(Source data)
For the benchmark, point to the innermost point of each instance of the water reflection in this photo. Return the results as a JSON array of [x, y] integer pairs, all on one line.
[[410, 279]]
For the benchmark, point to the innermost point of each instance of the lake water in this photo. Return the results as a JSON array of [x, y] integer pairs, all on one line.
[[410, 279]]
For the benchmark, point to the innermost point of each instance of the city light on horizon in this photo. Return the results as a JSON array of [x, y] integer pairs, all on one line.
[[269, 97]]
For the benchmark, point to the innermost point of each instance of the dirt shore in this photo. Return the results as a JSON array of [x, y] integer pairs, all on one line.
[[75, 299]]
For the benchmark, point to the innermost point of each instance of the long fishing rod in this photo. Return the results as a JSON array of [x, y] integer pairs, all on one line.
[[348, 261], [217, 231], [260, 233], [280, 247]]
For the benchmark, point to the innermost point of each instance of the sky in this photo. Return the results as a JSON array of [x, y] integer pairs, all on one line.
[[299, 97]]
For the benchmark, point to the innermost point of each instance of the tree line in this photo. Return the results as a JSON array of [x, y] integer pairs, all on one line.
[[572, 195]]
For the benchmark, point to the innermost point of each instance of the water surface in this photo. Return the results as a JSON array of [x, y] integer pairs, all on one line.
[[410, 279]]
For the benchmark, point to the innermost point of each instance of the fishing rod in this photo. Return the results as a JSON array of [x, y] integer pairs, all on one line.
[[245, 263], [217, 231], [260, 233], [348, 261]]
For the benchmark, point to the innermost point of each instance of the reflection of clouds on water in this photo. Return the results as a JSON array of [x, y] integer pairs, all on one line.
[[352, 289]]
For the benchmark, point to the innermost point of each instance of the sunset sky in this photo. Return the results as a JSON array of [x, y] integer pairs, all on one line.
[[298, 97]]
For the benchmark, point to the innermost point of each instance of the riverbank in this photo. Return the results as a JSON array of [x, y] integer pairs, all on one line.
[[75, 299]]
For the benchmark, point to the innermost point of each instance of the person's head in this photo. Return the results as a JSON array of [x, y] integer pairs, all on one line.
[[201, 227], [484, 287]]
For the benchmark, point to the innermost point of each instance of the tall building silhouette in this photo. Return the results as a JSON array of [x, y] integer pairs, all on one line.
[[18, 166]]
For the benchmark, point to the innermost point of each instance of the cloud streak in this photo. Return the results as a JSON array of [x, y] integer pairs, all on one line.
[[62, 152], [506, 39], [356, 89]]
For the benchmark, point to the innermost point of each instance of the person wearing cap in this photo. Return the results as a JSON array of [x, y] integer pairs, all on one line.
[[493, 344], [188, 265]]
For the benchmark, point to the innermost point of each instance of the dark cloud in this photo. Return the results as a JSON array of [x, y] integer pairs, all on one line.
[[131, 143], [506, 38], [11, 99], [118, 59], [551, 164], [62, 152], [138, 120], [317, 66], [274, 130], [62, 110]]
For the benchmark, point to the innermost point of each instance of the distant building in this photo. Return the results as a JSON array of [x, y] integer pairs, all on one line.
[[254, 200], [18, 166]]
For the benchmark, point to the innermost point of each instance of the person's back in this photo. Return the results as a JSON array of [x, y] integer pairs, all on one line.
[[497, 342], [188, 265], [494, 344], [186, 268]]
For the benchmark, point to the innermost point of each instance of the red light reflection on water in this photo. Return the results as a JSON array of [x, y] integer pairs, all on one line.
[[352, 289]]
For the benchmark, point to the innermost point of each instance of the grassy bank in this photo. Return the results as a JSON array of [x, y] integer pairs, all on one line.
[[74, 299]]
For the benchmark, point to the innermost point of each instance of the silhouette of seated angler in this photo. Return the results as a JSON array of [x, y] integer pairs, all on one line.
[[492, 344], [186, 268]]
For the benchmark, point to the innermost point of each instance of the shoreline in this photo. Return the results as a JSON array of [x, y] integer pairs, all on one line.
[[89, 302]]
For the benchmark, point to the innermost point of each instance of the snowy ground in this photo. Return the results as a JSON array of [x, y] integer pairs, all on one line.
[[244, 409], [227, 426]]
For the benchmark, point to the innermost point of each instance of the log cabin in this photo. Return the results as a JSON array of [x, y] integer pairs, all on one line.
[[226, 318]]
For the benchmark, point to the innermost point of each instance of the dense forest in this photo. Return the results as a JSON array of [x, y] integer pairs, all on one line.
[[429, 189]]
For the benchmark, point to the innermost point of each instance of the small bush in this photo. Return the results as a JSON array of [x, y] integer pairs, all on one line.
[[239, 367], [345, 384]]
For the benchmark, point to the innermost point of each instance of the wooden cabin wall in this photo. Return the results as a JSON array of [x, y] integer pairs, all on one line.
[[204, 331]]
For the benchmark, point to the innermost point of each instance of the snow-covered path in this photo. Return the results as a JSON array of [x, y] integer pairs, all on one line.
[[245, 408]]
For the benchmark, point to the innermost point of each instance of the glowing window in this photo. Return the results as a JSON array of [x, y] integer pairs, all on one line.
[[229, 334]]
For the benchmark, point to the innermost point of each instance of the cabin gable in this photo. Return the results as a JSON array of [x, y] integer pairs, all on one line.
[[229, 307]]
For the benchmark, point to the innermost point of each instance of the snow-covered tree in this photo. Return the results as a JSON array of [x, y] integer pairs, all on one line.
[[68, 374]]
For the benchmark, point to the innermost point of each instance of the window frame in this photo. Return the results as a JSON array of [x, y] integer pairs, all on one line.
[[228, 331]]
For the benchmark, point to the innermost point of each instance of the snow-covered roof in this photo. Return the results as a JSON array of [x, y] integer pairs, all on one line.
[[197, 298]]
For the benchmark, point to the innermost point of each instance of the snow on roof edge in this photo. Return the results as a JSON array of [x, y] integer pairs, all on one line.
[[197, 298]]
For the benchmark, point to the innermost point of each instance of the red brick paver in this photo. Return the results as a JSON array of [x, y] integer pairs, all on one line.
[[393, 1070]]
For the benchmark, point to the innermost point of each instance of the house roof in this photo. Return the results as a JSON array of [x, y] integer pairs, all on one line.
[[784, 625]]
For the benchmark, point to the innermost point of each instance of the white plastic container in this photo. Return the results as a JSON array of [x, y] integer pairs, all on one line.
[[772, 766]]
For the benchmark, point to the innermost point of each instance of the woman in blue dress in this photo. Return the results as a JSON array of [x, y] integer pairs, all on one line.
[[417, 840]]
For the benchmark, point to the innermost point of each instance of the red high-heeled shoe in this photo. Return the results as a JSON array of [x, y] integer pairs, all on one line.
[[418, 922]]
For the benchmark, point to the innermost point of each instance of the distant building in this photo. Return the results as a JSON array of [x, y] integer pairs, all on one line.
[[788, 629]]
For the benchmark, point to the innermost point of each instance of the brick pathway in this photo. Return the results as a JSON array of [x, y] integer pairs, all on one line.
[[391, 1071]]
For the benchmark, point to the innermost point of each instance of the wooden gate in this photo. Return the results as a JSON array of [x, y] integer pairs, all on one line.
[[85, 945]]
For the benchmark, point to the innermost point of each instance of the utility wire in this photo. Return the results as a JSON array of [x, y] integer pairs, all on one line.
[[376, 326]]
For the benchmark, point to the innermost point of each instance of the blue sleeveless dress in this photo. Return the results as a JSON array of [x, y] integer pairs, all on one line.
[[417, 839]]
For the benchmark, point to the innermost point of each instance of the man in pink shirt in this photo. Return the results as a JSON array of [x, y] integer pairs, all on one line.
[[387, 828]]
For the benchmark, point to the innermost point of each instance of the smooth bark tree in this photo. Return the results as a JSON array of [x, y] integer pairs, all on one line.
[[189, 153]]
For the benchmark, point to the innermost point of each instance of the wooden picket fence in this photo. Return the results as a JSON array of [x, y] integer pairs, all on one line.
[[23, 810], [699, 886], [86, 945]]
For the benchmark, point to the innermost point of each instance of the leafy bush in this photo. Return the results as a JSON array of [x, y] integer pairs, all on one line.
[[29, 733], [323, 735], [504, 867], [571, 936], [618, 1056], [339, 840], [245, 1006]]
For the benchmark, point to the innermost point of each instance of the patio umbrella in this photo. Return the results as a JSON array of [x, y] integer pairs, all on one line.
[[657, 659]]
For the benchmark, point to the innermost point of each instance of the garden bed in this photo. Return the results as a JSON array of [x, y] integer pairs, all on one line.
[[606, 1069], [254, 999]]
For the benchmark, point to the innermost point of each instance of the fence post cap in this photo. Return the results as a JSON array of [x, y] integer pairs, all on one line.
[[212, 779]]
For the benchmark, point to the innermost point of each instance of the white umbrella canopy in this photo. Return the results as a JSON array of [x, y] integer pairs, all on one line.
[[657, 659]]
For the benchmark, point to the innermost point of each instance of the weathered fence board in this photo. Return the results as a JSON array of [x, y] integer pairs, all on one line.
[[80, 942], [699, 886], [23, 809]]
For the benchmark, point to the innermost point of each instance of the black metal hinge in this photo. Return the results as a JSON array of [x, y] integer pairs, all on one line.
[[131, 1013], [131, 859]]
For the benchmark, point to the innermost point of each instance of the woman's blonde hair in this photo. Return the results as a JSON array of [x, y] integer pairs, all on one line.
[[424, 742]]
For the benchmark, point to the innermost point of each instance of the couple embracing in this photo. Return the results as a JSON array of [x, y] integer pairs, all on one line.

* Written instruction *
All lines from the one containing "the white umbrella" through the final line of the listing above are to be reproduced exactly; include both and add nothing.

* Problem solution *
For the benchmark, point to the innermost point of each instance of the white umbrella canopy in this photo. Return the results as a JSON array of [x, y] integer pairs, all on one line.
[[657, 659]]
For the benchmark, point to the innermost point of each instance of the weathered fence board in this photo. Return the results as a JSON array of [x, y] integer pairs, all on one line.
[[80, 942], [699, 886], [23, 809]]
For the benchmark, point to the innermost point of each instance of the black metal hinge in this photo. Return the results as a JSON array of [x, y] integer pairs, all on one line.
[[131, 1013], [131, 859]]
For the benchmark, point to the innermost point of each instance of the woman's blonde hair in this photo. Return the results as a JSON array of [x, y] integer pairs, all on one line.
[[424, 742]]
For the benchmark, point to the innermost point of each instance of the couple embracing in this photo. Return the results as a JSON array of [x, y] integer pairs, all on one line.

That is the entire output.